==== SOURCE ====

Given South Africa beat the All Blacks in Wellington and should also have toppled them in Pretoria, the long-awaited return of the silver fern to south-west London will certainly not lack for pre-match conjecture. Take your pick from England’s new defence coach, John Mitchell, up against his compatriots, Will Carling back in the England fold as a leadership adviser and Farrell looking to replicate last year’s Lions’ second Test success in Wellington.
Underpinning it all, too, will be England’s rising sense they are not that far away from taking a giant leap. “The belief you get from winning those tight games is enormous,” said Jones. “It just makes everyone feel better and means we won’t have to pick them up this week. I didn’t need this result to make me believe we can beat the All Blacks – I thought we could beat the All Blacks back in 2016. Nothing has changed, mate.”

==== INFORMATION PROVIDED ====

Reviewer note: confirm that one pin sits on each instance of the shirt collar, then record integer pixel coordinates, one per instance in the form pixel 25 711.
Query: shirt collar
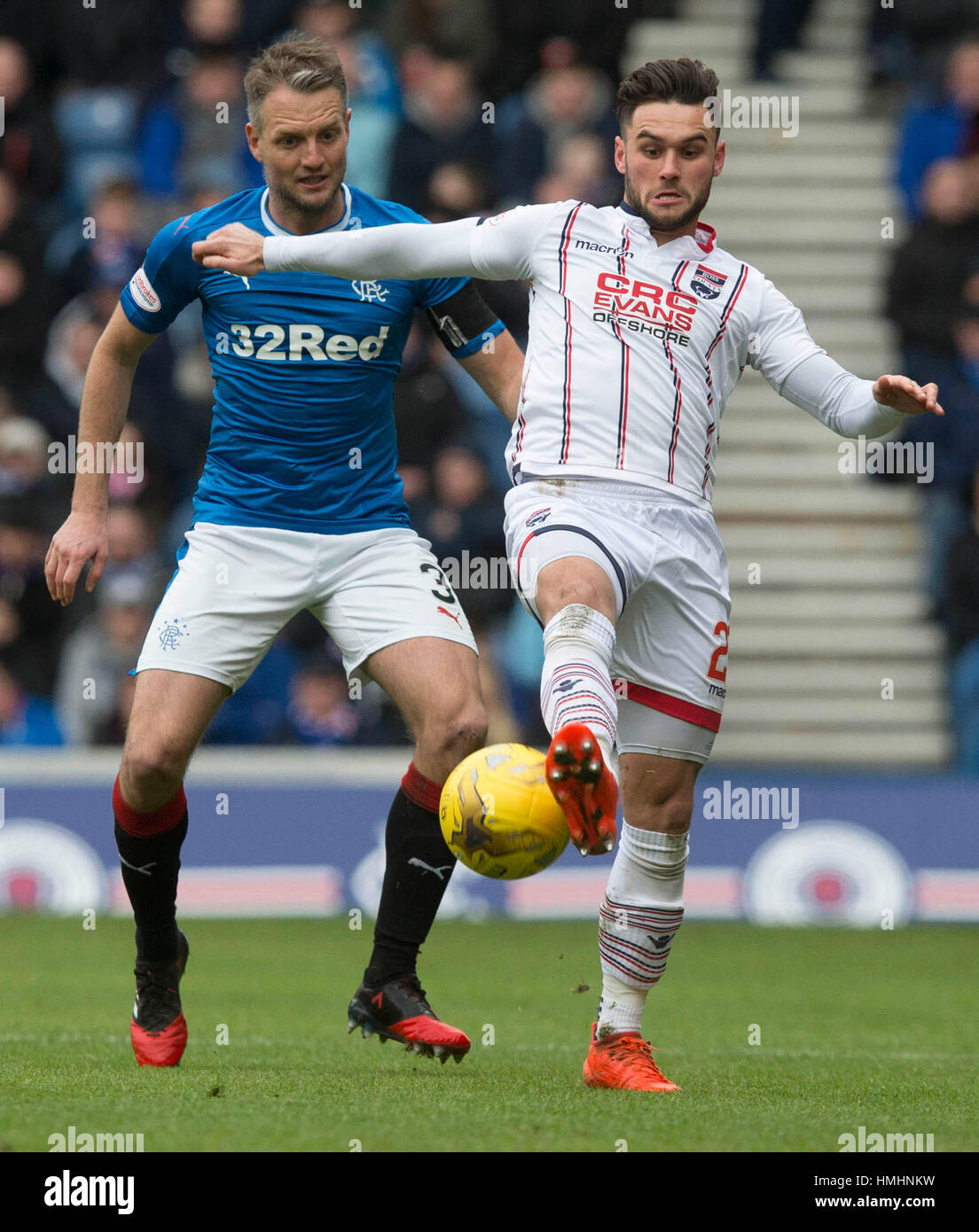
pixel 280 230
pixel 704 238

====

§ **TO-DO LIST**
a) List every individual person named in the rugby preview.
b) According to the rugby preview, why will the return of the silver fern to south-west London not lack for pre-match conjecture?
c) Carry on writing the rugby preview from its last sentence.
None of the lines is needed for this work.

§ **EXERCISE RESPONSES**
a) John Mitchell, Will Carling, Farrell, Jones

b) South Africa beat the All Blacks in Wellington and should also have toppled them in Pretoria.

c)
Owen Farrell escapes being cited over André Esterhuizen tackle
Jones insists he still felt confident at half-time on Saturday, despite South Africa having enjoyed 78% territory and almost as much possession in the first 40 minutes. His rationale was that, psychologically, the Boks were under more pressure having not nailed their numerous chances. The most glaring came when England were down to 14 men, with Maro Itoje in the sin-bin, and defending a South Africa lineout five metres out which Marx proceeded to overthrow. “What I was really pleased about was that 10 minutes when Maro went to the bin,” said Jones. “I think we won it 3-0. To do that against a side that should’ve beaten New Zealand twice in a row is not bad.” With a few playful jabs at the media thrown in – “You guys love sacking coaches, that’s what you live for. I know what would make you guys happy” – Jones has rarely appeared more upbeat after any fixture since he took the England job. As far as he was concerned, the Farrell hit was just “a good solid tackle” and another apparent high challenge from Jonny May in the hectic closing moments was similarly glossed over.
It was left to the former French national coach Philippe Saint-André, among others, to speculate on the reaction had Farrell’s hit been made by a Frenchman, a Fijian or a Samoan. If the game is serious about reducing tackle height a penalty should have been awarded but fortune, on this occasion, favoured the brave.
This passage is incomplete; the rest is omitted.